▸ What the task requires
Write the records out again. Match them exactly.

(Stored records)
□ □ □ □ □ □ □
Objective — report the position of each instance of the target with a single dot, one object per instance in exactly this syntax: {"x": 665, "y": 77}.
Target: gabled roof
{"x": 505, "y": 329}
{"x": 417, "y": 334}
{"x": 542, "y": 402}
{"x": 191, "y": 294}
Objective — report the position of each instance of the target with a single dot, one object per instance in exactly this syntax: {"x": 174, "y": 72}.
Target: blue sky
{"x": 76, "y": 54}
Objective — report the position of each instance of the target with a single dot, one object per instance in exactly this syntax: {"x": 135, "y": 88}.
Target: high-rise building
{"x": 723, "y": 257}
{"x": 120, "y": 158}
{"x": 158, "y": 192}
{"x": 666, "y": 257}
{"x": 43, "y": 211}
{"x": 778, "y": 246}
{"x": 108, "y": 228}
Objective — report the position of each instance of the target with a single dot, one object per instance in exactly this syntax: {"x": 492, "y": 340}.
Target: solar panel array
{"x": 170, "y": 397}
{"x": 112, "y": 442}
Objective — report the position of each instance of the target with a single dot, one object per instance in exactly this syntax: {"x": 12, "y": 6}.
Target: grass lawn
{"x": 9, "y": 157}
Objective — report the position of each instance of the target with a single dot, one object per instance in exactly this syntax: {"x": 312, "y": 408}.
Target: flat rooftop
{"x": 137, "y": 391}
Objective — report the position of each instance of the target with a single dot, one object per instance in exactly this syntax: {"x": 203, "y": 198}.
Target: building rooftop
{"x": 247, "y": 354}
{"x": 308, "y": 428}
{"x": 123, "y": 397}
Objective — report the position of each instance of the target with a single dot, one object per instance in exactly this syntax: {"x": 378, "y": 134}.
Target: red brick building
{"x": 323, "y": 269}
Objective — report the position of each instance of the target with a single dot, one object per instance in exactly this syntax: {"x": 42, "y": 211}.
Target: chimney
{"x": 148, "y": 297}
□ □ □ □ □ □ □
▸ Answer for this exercise
Objective — report the position of each instance of the target with a single dot, one object per instance in exactly this syntax: {"x": 665, "y": 77}.
Target: gabled roof
{"x": 505, "y": 329}
{"x": 417, "y": 334}
{"x": 542, "y": 402}
{"x": 191, "y": 294}
Objective — report the position of each instance of the target with a single dot, one object per instance in exactly this syntax: {"x": 174, "y": 72}.
Target: blue sky
{"x": 76, "y": 54}
Objective — report the position of each instance of the target with a single dot, one object per instance in exactly this syntax: {"x": 135, "y": 88}.
Target: high-rise building
{"x": 723, "y": 257}
{"x": 120, "y": 158}
{"x": 158, "y": 192}
{"x": 666, "y": 257}
{"x": 43, "y": 211}
{"x": 778, "y": 246}
{"x": 108, "y": 228}
Objective — report the position of each instance of the target with a single dot, one object per instance in exactly this syntax: {"x": 492, "y": 340}.
Target: solar panel array
{"x": 170, "y": 397}
{"x": 112, "y": 442}
Objective — report the position of each instance of the target with a single dot, one object per instance in exactly this syntax: {"x": 12, "y": 6}.
Target: grass lawn
{"x": 9, "y": 157}
Objective — report the position of each instance of the target with a single dot, one object per instance in exactly this syntax: {"x": 312, "y": 408}.
Target: flat rooftop
{"x": 137, "y": 391}
Objective — report the position of each instance of the target with a single dot, one object per instance in exactly this syntax: {"x": 203, "y": 198}.
Target: building rooftop
{"x": 247, "y": 354}
{"x": 308, "y": 428}
{"x": 123, "y": 397}
Objective — report the position of each instance of the target with a single dot, one object per instance in exactly this syntax: {"x": 378, "y": 134}.
Target: red brick building
{"x": 323, "y": 269}
Objective — report the position of each instance of the target with a single dot, one object per instance in exactly this syntax: {"x": 42, "y": 211}.
Target: chimney
{"x": 148, "y": 297}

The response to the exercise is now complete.